Referring expression grounding data
^^^^^^^^^^^^^^^^
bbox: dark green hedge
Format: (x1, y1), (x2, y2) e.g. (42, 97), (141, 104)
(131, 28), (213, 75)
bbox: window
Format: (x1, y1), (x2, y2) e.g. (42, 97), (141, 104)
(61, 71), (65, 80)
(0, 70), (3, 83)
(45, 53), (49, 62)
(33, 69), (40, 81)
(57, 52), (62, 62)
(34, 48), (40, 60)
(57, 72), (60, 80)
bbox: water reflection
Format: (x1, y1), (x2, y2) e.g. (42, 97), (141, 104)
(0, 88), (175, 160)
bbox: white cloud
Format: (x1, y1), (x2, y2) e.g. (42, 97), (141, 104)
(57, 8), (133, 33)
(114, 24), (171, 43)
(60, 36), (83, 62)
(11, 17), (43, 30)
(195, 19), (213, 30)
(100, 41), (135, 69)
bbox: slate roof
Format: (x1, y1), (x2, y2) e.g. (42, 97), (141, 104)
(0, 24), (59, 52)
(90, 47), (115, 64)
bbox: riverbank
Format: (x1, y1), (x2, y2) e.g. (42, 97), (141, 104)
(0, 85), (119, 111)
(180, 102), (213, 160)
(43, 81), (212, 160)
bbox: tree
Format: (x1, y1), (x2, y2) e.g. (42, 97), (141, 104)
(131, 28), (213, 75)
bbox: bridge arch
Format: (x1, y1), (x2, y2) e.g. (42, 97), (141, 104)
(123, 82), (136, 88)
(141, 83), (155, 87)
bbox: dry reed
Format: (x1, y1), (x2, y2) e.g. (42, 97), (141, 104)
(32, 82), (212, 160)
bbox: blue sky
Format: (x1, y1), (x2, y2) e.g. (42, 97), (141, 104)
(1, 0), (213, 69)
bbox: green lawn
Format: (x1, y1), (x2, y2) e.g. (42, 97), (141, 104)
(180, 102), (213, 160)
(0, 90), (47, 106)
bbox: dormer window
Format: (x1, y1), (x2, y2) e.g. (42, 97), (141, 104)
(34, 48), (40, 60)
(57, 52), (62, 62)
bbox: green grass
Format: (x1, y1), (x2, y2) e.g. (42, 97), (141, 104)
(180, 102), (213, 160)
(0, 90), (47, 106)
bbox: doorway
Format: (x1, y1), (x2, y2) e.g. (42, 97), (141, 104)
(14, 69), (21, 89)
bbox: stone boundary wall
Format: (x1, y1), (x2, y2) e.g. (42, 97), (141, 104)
^^^^^^^^^^^^^^^^
* _Task statement_: Collect each line of the entries that has the word "green", copying it in full.

* _Output for this task_:
bbox: dark green hedge
bbox: green lawn
bbox: green grass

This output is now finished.